- Data records
--- START ---
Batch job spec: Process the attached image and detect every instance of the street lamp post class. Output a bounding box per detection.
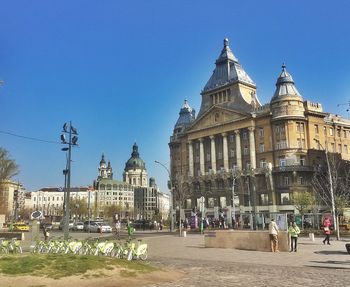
[314,139,337,235]
[61,121,78,240]
[154,160,174,232]
[232,169,237,229]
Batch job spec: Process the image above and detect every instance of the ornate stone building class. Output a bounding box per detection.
[123,143,148,187]
[169,39,350,223]
[93,154,134,217]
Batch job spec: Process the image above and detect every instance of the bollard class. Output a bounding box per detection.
[309,233,315,241]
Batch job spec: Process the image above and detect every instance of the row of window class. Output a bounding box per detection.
[100,191,134,196]
[33,203,62,209]
[100,196,134,201]
[314,125,350,138]
[33,196,63,201]
[99,184,131,191]
[210,89,231,105]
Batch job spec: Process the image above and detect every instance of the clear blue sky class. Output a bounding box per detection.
[0,0,350,194]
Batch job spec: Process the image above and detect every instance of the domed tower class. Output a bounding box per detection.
[97,154,113,179]
[174,100,196,135]
[123,143,148,187]
[270,64,305,120]
[197,38,261,119]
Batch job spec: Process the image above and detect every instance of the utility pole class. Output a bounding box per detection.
[61,121,78,240]
[154,160,174,235]
[314,139,339,240]
[232,169,237,229]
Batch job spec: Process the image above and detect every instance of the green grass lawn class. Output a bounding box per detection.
[0,254,159,279]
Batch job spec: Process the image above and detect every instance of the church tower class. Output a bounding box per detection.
[123,143,148,187]
[97,154,113,179]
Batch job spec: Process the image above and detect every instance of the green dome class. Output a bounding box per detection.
[124,143,146,171]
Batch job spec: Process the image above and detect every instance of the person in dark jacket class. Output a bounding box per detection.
[322,218,331,245]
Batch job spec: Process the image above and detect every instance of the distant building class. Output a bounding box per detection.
[123,143,148,187]
[124,143,169,220]
[93,155,134,217]
[169,39,350,223]
[0,180,25,220]
[29,187,95,217]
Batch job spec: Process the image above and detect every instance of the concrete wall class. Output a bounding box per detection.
[204,230,289,251]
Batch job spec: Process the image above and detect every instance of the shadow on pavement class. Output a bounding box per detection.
[315,250,349,255]
[304,262,350,270]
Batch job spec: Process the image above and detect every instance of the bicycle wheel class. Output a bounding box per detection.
[14,246,23,254]
[126,250,132,261]
[0,246,8,254]
[139,249,148,261]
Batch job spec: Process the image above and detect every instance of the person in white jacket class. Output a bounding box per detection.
[269,218,279,252]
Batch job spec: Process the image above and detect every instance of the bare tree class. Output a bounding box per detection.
[292,191,316,216]
[0,150,19,214]
[0,147,19,183]
[312,153,350,239]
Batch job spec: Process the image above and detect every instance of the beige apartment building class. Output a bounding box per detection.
[169,39,350,223]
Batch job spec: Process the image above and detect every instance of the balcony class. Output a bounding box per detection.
[272,165,314,173]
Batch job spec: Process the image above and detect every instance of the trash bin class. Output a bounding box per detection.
[309,233,315,241]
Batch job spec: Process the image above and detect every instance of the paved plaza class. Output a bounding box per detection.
[145,234,350,287]
[21,232,350,287]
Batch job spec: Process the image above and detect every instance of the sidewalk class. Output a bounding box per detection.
[144,234,350,270]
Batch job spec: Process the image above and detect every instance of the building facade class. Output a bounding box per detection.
[27,187,95,218]
[169,39,350,223]
[94,155,134,217]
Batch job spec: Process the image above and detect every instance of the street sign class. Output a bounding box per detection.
[30,210,44,220]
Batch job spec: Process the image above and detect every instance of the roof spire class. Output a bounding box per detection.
[282,62,287,72]
[271,63,302,101]
[224,38,228,47]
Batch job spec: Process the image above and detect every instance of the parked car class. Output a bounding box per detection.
[83,220,96,232]
[73,221,84,231]
[58,220,74,230]
[86,221,100,232]
[13,222,29,231]
[97,222,112,233]
[132,222,154,230]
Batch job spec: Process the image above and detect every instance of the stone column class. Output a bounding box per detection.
[249,127,256,169]
[199,138,204,175]
[188,141,193,176]
[210,136,216,172]
[235,130,242,170]
[222,133,228,171]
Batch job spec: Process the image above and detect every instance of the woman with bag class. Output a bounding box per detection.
[288,222,300,252]
[322,218,331,245]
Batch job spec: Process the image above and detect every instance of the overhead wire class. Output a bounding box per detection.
[0,130,61,144]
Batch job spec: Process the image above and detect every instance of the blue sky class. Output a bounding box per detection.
[0,0,350,194]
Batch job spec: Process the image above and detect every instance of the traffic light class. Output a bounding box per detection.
[13,189,18,201]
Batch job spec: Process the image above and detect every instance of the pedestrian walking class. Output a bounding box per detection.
[288,222,300,252]
[43,224,49,241]
[199,218,204,234]
[115,220,122,238]
[322,218,331,245]
[269,218,279,252]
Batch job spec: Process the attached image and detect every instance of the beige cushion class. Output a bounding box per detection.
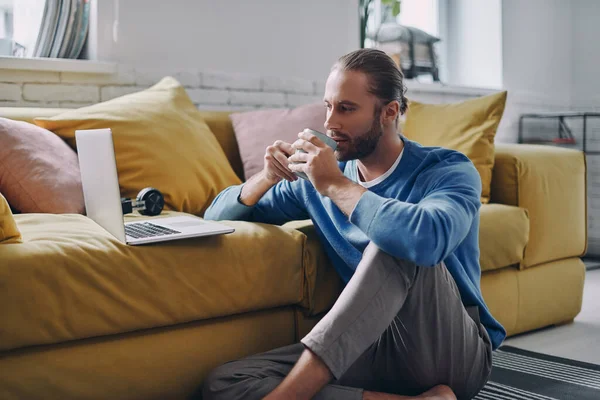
[0,213,314,350]
[230,103,326,179]
[0,193,23,242]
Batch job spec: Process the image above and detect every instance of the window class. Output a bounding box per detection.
[396,0,440,37]
[0,0,90,58]
[365,0,502,88]
[0,0,13,56]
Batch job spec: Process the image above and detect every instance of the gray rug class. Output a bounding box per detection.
[475,346,600,400]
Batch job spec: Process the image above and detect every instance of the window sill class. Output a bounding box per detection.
[0,56,117,74]
[405,79,503,96]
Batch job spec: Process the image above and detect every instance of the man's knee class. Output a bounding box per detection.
[362,242,420,282]
[202,362,235,400]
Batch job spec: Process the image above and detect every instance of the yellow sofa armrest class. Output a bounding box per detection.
[491,144,587,268]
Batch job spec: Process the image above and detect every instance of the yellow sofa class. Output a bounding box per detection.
[0,108,587,399]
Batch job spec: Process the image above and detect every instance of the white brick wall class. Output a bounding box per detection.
[0,83,21,101]
[231,90,286,107]
[201,71,261,90]
[262,77,314,94]
[0,65,600,254]
[0,65,332,111]
[23,83,100,102]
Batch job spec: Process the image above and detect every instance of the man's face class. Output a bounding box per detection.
[324,69,383,161]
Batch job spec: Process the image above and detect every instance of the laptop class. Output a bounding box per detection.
[75,129,234,245]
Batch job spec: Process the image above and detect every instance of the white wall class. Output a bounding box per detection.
[502,0,576,105]
[444,0,502,88]
[90,0,359,79]
[571,0,600,111]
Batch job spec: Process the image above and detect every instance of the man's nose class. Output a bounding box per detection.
[323,112,342,131]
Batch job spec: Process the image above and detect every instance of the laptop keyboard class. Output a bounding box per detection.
[125,222,181,239]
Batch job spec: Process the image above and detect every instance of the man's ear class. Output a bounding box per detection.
[383,100,400,124]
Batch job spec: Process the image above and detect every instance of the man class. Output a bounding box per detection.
[203,49,505,400]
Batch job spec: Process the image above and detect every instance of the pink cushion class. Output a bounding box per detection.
[0,118,85,214]
[230,103,326,179]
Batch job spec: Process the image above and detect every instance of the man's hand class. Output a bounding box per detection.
[263,140,298,185]
[288,132,347,196]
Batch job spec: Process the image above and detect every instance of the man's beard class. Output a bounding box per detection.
[335,109,383,161]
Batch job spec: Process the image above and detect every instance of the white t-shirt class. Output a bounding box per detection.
[355,147,404,189]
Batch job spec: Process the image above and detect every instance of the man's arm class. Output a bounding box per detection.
[204,165,310,225]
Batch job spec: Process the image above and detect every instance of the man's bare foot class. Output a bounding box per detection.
[363,385,456,400]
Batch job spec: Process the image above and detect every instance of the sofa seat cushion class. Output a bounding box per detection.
[0,212,314,350]
[479,203,529,271]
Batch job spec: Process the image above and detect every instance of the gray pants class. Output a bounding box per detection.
[203,243,492,400]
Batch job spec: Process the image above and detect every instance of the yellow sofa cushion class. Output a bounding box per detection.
[403,92,506,203]
[492,144,587,268]
[0,212,314,350]
[200,111,244,180]
[35,77,240,215]
[479,204,529,271]
[0,193,22,244]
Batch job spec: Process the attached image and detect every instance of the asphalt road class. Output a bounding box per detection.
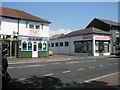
--- END ---
- Stated problem
Put the lines of the items above, from the line containing "armrest class. Output a bounding box per detection." through the line containing "[355,147,404,189]", inclusive, into a numbered list, leaving out any blank lines.

- Solution for this task
1. Batch job spec: Process the image above and detect every instance of the yellow sofa armrest class. Output a bounding box per detection.
2. [491,144,587,268]
3. Batch job spec: Process the image above and detect every instance of the yellow sofa class. Output a bounding box per detection.
4. [0,108,587,399]
5. Batch job spec: Process the image above and detect every instance of the white brick wall class. Output a bounding box per detection.
6. [0,83,21,101]
7. [231,90,286,107]
8. [201,71,261,90]
9. [262,77,314,94]
10. [0,65,600,254]
11. [0,65,332,111]
12. [23,83,100,102]
13. Batch job spec: Process the image above and detect every instance of the man's face class. Output a bounding box per detection.
14. [324,69,383,161]
15. Batch job spec: Process the image above and detect every instance of the laptop class. Output a bounding box per detection.
16. [75,129,234,245]
17. Batch job spec: Process the image above and detect every instance of the white wall class. Output a bounding box per detection.
18. [502,0,576,105]
19. [444,0,502,88]
20. [90,0,359,79]
21. [571,0,600,111]
22. Batch job spec: Process the image above and detect every instance of the man's nose class. Output a bounding box per detection.
23. [323,112,342,131]
24. Batch job spec: Process the image above and detect every instance of the laptop keyboard class. Output a bounding box per detection.
25. [125,222,181,239]
26. Batch job spec: Process the image above and detect every instance of the man's ear class. Output a bounding box per detection.
27. [383,100,400,124]
28. Batch job spec: Process the image above and detect every instance of the man class. Output a bounding box per detection.
29. [203,49,505,400]
30. Batch job spec: Process the image above and detect every instance of the pink cushion class. Output a bounding box per detection.
31. [0,118,85,214]
32. [230,103,326,179]
33. Batch job spec: Process the image above and detect every instance of the man's hand class. Output a bounding box per detection.
34. [263,140,298,185]
35. [288,132,347,196]
36. Batch job spec: Process the image above and detect every instance of the man's beard class. Output a bounding box per detection.
37. [335,109,383,161]
38. Batch job spec: Process the image above and detect every instance of the white t-shirt class. Output a bounding box per detection.
39. [355,147,404,189]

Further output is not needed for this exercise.